* Text provided:

★ ★ ★ ★

Ag+ + Br- <-----> AgBr Equilibrium problem chemistry help?

After mixing and before reaction:
Initial amount of Ag⁺ = (1 mol/L) × (0.500 L) = 0.5 mol
Initial amount of Br⁻ = (1 mol/L) × (0.500 L) = 0.5 mol

Ag⁺(aq) + Br⁻(aq) → AgBr(s)
1 mole of Ag⁺ ion reacts with 1 mole of Br⁻ ion to give 1 mole AgBr precipitate.
Now, 0.5 mole of Ag⁺ ion and 0.5 mole of Br⁻ ion are used.

★ ★ ★ ★

Point labeling dataset extracts:
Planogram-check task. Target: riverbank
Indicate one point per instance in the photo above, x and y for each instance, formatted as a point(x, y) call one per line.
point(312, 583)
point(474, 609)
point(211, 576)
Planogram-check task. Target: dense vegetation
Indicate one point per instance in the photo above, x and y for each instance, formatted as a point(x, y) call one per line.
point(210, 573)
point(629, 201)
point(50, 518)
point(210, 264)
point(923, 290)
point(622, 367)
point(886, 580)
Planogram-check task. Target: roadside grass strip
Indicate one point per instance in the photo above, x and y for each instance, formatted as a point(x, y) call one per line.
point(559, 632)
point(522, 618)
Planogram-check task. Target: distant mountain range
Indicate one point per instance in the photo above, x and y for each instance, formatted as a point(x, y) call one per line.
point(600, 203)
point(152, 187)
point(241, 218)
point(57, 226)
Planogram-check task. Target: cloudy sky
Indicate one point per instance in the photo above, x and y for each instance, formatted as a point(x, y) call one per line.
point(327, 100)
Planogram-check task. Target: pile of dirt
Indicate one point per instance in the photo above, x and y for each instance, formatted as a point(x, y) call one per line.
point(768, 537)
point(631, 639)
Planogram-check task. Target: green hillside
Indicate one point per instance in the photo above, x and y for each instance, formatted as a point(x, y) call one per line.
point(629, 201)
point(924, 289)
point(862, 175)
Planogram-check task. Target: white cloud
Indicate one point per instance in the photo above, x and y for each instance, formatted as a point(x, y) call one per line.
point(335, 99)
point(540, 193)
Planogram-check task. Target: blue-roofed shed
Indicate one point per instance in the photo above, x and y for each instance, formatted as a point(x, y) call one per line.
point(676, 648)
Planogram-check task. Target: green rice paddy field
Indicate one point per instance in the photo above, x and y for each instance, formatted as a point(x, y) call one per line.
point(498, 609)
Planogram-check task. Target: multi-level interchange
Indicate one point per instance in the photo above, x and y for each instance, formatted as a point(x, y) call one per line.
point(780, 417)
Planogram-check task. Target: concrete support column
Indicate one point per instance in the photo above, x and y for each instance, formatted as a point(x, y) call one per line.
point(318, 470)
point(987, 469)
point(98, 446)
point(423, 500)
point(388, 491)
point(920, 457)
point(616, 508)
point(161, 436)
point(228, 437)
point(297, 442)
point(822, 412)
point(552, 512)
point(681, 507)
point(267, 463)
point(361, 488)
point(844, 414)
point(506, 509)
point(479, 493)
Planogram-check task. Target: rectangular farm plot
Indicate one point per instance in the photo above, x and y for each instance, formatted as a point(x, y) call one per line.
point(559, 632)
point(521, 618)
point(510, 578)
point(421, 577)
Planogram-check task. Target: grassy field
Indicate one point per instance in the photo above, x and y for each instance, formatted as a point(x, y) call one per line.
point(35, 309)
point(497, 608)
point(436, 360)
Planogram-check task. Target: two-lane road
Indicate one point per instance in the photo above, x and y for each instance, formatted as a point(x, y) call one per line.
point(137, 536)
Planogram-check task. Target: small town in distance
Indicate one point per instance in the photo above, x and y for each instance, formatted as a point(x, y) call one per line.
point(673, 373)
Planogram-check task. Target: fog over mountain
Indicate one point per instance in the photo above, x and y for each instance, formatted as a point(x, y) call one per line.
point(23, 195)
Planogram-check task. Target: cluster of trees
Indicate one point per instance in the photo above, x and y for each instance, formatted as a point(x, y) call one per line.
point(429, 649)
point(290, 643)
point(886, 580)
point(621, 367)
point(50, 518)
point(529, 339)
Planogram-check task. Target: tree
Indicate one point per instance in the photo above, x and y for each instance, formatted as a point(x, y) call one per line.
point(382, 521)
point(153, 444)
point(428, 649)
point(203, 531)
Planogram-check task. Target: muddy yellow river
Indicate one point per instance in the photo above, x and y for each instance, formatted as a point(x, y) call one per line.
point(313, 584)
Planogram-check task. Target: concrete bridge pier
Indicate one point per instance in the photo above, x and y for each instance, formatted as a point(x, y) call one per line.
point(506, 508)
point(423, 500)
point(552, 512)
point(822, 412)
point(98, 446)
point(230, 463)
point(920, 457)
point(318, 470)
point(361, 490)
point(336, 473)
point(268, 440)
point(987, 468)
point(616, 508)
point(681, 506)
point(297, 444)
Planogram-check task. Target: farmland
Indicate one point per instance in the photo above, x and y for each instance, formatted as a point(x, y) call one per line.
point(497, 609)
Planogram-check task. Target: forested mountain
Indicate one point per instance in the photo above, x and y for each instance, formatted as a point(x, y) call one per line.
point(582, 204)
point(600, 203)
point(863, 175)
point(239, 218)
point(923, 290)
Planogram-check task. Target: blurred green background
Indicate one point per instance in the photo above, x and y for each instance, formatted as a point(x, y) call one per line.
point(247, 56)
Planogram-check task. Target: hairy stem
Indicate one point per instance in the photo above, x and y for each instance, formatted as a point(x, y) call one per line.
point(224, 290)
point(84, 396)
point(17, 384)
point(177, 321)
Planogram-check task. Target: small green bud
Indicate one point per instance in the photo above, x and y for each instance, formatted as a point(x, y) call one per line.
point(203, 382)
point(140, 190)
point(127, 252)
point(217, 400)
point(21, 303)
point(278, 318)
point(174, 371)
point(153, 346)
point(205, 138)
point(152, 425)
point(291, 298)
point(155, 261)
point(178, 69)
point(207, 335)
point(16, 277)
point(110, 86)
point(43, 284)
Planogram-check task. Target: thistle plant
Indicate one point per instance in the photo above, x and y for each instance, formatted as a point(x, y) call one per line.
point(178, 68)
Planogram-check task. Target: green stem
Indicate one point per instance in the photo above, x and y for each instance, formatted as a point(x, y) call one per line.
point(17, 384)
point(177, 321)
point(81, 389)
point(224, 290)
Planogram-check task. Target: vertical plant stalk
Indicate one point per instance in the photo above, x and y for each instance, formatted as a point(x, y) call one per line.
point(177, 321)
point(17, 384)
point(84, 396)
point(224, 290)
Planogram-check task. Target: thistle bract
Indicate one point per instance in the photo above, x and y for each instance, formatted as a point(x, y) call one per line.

★ ★ ★ ★

* Requirements:
1. For the silver bromide working, say whether each statement agrees with it, answering yes or no and quoting the words that decide it: (a) Before reaction there are 0.5 mol of Ag⁺. (b) One mole of Ag⁺ reacts with two moles of Br⁻. (c) The Br⁻ amount is based on a volume of 0.500 L.
2. According to the silver bromide working, how is the initial amount of each ion, 0.5 mol, obtained?
3. Carry the silver bromide working forward from its last line, about 0.5 mole of each ion being used.

* Answers for this exercise:
1.
(a) Yes: "Initial amount of Ag⁺ = (1 mol/L) × (0.500 L) = 0.5 mol"
(b) No: "1 mole of Ag⁺ ion reacts with 1 mole of Br⁻ ion to give 1 mole AgBr precipitate."
(c) Yes: "Initial amount of Br⁻ = (1 mol/L) × (0.500 L) = 0.5 mol"

2. The concentration of 1 mol/L is multiplied by the volume of 0.500 L. This gives 0.5 mol for Ag⁺ and 0.5 mol for Br⁻.

3.
Hence, amount of AgBr precipitate formed = 0.5 mol

Consider the solubility equilibrium of AgBr :
____________ AgBr(s) __ ⇌ __ Ag⁺(aq) __ + __ Br⁻(aq) ___ Ksp = 1.87 × 10⁻¹²
Initial: ____________________ 0 M __________ 0 M
Change: __________________ +y M _________ +y M
At eqm: ___________________ y M __________ y M

Ksp = [Ag⁺] [Br⁻]
1.87 × 10⁻¹² = y²
y = √(1.87 × 10⁻¹²)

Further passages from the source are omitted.